▶ _Your objective_
Word for word, print the entries that follow.

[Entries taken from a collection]

::::

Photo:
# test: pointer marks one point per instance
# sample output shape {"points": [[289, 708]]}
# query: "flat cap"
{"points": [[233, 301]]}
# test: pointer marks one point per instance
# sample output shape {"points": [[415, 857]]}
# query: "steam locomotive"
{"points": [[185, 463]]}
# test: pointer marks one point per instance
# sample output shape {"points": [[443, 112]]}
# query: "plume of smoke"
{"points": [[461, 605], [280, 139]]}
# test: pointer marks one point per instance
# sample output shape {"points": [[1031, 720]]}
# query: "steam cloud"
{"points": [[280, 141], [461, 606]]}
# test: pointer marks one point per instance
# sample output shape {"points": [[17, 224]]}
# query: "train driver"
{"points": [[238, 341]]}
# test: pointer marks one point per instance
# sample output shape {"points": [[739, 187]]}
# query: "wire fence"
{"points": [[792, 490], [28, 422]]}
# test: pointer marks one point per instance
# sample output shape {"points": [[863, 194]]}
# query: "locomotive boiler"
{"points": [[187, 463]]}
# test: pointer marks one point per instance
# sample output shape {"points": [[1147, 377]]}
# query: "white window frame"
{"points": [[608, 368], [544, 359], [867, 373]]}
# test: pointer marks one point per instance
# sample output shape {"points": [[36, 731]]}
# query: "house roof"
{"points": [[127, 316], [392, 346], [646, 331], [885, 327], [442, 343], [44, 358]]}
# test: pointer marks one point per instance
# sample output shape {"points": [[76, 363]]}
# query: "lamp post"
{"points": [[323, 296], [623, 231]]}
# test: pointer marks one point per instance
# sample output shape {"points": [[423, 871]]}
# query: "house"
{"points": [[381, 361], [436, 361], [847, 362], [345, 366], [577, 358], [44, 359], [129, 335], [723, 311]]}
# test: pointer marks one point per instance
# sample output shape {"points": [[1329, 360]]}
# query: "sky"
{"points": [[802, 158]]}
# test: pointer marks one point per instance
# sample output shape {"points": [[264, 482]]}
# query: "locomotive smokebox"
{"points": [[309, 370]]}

::::

▶ _Task output_
Photo:
# test: pointer marks one point per instance
# sample output shape {"points": [[289, 708]]}
# query: "flat cap"
{"points": [[233, 301]]}
# test: pointer marks one point per instance
# sample output shape {"points": [[415, 857]]}
# query: "steam locomotive"
{"points": [[185, 463]]}
# test: pointer marks one point per instance
# sample output shape {"points": [[443, 112]]}
# query: "plume of smoke"
{"points": [[461, 605], [280, 139]]}
# test: pointer marks one point per instance
# sample output shape {"points": [[1031, 720]]}
# query: "steam cloud"
{"points": [[280, 141], [461, 606]]}
# test: pointer marks one point per instance
# sample output shape {"points": [[17, 224]]}
# query: "train driver"
{"points": [[238, 341]]}
# test: pointer marks one point per instance
# sample output shape {"points": [[739, 187]]}
# query: "wire fence"
{"points": [[792, 490], [28, 422]]}
# test: pointer marks one point per instance
# sample output shape {"points": [[863, 194]]}
# query: "locomotive boiler"
{"points": [[187, 463]]}
# test: pointer marks one point per instance
# sample output shape {"points": [[1147, 377]]}
# query: "white window frame"
{"points": [[608, 368], [544, 359], [867, 373]]}
# test: pointer marks one point per instance
# sample output shape {"points": [[36, 731]]}
# query: "house roof"
{"points": [[127, 316], [392, 346], [646, 331], [885, 327], [442, 343], [44, 358]]}
# test: pointer marks one point per instance
# sample output shape {"points": [[76, 363]]}
# query: "lamp post"
{"points": [[323, 296], [623, 231]]}
# test: pointer marks one point per instance
# sample output shape {"points": [[423, 871]]}
# query: "house"
{"points": [[381, 361], [436, 361], [847, 362], [345, 366], [577, 358], [44, 359], [129, 335], [723, 311]]}
# test: pointer marks one point per instance
# sample output shape {"points": [[1329, 360]]}
# query: "sky"
{"points": [[802, 158]]}
# test: pointer marks one point per instance
# sample output shape {"points": [[264, 482]]}
# query: "locomotive smokebox"
{"points": [[309, 370]]}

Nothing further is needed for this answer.